Instructions for the task: Return every line of the records that contains the word "rice", copying each line in full.

[Dataset items]
***

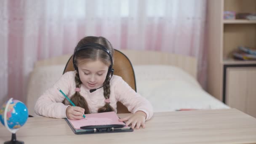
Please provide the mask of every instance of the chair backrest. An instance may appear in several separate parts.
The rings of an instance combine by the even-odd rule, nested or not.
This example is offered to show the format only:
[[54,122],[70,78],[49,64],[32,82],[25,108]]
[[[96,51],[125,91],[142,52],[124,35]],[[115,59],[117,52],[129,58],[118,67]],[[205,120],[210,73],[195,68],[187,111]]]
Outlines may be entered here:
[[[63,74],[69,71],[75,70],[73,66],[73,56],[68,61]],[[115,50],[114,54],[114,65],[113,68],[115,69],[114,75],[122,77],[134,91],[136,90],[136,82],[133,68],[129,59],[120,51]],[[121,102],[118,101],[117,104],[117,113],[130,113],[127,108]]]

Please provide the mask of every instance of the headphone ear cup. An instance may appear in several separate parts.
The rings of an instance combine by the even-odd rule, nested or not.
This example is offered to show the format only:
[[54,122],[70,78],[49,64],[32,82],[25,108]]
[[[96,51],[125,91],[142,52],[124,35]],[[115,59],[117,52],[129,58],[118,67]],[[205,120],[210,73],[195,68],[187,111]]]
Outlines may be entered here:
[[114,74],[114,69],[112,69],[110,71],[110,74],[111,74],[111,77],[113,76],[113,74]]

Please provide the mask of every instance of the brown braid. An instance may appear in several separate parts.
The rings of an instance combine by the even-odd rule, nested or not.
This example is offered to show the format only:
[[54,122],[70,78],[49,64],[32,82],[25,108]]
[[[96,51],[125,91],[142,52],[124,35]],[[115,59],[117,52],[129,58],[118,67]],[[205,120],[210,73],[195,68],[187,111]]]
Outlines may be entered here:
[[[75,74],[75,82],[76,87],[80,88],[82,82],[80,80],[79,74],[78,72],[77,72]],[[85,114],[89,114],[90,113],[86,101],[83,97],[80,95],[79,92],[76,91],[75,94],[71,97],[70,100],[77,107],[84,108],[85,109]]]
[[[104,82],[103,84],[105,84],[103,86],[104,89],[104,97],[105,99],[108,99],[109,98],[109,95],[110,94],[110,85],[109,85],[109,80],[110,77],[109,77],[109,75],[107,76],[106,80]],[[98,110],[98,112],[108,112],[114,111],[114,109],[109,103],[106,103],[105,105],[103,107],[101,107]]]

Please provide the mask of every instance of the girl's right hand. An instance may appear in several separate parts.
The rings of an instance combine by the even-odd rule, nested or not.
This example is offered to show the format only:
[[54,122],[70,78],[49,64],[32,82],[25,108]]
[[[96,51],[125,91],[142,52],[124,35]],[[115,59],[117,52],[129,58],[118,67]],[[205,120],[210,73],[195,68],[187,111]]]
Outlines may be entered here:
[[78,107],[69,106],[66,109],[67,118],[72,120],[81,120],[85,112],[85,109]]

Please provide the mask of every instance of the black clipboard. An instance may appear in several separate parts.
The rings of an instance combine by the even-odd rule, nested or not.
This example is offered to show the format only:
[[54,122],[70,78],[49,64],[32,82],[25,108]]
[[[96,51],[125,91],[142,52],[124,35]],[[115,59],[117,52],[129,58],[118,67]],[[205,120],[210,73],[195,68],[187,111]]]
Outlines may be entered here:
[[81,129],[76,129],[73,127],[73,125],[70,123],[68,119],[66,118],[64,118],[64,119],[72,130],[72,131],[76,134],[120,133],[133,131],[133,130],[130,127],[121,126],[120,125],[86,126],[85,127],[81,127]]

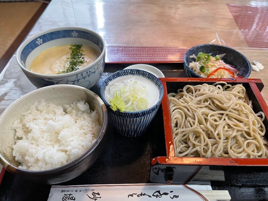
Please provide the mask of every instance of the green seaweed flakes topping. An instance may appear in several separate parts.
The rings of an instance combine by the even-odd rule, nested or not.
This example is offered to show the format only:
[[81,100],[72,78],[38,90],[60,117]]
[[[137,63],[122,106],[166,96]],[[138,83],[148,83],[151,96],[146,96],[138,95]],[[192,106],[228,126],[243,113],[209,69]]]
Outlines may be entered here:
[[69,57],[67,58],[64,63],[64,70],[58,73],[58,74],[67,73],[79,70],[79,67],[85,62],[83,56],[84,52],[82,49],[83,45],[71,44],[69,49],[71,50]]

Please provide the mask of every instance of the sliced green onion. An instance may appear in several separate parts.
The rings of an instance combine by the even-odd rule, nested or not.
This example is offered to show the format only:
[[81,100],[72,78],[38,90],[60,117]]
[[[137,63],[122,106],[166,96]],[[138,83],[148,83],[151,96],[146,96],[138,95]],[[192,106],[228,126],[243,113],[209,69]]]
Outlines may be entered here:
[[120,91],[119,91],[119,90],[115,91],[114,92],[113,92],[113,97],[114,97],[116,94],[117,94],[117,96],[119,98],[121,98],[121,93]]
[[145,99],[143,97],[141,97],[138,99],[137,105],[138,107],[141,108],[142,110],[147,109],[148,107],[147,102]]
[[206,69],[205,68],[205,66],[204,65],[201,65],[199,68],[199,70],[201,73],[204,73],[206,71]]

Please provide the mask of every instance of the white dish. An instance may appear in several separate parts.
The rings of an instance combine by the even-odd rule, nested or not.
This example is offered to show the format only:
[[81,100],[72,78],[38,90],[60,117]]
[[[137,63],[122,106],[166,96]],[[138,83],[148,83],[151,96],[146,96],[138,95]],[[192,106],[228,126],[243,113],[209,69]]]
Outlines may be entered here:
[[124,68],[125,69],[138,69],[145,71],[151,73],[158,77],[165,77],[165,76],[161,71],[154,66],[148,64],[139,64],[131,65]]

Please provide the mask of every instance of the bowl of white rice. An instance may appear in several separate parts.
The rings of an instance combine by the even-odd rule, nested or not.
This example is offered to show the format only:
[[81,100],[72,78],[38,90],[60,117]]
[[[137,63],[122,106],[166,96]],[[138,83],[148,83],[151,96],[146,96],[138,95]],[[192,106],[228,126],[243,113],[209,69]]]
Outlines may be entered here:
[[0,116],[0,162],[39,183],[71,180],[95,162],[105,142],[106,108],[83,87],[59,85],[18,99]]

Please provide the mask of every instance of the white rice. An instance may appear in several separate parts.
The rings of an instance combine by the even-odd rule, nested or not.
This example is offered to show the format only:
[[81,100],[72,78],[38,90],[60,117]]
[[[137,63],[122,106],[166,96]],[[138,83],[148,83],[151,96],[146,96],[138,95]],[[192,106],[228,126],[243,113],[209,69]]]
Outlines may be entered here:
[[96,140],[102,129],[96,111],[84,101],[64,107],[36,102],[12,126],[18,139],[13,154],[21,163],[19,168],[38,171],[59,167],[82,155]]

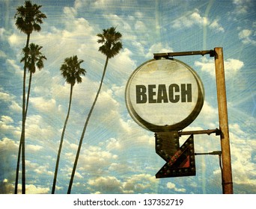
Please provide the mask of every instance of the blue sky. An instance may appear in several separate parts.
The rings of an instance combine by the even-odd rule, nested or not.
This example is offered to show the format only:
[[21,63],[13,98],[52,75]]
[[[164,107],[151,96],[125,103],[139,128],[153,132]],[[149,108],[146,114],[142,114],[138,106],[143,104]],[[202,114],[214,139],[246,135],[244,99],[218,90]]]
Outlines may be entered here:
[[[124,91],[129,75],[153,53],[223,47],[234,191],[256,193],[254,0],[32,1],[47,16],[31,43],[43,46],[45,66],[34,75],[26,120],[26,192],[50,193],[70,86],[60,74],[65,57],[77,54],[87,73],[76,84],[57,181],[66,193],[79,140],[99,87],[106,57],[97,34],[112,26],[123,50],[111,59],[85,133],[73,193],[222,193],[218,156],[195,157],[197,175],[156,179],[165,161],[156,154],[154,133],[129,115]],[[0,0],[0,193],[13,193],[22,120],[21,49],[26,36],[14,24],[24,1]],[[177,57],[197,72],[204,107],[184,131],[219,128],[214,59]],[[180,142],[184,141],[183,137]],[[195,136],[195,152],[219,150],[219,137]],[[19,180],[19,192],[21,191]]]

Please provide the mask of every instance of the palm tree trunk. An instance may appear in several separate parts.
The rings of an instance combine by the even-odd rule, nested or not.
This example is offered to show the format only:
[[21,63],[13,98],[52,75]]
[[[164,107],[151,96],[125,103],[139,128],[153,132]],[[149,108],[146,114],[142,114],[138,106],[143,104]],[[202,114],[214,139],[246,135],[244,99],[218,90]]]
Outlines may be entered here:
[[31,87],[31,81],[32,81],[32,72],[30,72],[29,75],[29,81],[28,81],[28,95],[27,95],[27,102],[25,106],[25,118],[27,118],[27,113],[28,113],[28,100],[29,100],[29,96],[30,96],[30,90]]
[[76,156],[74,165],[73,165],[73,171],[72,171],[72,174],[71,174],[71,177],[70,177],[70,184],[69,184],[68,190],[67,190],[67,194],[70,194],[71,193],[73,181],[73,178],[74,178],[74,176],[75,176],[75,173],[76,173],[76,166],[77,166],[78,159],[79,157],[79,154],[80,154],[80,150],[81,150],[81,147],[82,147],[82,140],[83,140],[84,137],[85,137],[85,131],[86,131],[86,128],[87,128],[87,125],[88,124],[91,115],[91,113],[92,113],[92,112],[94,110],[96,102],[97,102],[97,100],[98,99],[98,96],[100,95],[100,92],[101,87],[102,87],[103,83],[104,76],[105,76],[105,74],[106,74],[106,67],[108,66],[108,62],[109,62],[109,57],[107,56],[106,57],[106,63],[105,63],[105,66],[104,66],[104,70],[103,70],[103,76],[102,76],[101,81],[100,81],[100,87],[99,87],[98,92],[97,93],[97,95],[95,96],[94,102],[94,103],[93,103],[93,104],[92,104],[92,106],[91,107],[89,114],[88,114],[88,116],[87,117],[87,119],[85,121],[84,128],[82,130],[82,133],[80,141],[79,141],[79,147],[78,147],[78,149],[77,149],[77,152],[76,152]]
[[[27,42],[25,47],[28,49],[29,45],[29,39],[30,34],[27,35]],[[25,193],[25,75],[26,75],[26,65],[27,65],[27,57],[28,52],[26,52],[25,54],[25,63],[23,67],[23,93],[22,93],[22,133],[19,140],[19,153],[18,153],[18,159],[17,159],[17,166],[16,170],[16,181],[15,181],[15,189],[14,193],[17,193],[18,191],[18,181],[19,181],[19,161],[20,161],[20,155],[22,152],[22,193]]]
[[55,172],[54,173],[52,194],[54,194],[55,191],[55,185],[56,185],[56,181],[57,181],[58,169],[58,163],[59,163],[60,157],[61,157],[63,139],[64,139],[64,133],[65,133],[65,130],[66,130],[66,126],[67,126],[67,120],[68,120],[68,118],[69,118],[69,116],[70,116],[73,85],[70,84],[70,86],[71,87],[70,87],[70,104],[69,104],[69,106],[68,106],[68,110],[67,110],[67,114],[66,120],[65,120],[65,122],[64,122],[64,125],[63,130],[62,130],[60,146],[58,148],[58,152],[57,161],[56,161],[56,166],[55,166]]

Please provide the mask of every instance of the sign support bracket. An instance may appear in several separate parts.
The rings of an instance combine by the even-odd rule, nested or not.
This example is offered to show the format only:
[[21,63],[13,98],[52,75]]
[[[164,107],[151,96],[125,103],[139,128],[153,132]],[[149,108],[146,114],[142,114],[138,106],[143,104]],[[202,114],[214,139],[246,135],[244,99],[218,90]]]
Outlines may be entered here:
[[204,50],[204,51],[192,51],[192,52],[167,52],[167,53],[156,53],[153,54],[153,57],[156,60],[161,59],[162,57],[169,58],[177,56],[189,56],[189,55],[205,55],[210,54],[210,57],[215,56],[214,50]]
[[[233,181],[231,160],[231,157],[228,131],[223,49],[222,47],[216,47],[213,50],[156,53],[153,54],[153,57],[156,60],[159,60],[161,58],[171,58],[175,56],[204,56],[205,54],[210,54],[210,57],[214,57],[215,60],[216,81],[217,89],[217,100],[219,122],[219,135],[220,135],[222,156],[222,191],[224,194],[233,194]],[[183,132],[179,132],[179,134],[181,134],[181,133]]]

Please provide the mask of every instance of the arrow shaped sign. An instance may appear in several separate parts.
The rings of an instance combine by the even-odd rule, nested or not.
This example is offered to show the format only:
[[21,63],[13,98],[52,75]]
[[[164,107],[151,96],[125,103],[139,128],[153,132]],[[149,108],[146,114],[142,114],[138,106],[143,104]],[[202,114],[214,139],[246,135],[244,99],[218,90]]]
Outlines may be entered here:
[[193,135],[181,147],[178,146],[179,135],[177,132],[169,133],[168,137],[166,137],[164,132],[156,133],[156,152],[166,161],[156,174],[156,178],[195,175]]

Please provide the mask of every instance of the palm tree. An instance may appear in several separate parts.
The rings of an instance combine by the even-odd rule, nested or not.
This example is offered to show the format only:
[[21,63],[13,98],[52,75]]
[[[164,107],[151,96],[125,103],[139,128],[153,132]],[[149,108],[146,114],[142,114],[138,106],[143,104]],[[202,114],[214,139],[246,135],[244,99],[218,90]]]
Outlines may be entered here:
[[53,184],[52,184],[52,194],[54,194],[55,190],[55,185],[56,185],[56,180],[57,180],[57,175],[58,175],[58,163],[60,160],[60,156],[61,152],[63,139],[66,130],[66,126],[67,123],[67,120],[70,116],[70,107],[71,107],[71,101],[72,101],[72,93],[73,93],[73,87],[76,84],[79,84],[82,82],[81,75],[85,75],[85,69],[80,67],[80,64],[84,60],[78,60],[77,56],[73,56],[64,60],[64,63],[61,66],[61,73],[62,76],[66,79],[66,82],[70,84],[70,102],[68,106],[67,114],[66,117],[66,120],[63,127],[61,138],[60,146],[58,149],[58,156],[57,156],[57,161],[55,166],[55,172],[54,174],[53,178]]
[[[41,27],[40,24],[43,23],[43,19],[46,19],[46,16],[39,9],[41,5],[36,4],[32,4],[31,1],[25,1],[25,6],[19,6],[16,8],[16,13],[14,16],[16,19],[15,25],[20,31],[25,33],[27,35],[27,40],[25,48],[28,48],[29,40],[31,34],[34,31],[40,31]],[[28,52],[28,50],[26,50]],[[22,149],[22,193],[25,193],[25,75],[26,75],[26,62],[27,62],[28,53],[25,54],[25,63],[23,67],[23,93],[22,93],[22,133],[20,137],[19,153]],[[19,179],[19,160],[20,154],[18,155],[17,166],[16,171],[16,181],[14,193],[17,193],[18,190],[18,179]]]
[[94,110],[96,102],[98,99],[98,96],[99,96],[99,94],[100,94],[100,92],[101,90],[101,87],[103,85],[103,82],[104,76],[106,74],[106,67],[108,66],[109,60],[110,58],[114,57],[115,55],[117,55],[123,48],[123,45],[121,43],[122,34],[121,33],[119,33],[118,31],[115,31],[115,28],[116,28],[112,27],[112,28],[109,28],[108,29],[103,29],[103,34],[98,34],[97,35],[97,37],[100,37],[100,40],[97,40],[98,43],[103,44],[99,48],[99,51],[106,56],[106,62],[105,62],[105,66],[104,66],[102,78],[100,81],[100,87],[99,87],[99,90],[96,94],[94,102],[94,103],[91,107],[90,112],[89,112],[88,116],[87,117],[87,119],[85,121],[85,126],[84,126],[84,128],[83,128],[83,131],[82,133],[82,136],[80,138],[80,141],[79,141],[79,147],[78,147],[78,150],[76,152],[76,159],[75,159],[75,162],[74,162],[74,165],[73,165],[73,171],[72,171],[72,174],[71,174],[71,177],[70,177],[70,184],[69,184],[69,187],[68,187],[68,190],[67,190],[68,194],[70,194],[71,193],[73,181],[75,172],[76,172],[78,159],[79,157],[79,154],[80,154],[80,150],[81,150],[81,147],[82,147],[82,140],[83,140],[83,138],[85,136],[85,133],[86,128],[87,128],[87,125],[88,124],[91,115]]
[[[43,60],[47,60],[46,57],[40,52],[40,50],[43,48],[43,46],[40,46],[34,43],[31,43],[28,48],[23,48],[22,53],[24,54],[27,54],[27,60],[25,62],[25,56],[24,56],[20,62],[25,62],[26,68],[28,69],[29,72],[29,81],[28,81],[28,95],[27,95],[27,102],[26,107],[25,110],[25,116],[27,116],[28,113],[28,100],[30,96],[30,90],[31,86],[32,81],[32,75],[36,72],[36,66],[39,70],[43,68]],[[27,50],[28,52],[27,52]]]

***

Exercise answer:
Please provide the mask of every instance of the bowl of white rice. An instance may appear in several separate parts.
Please provide the mask of every instance of the white rice. An instance may appear in several separate parts.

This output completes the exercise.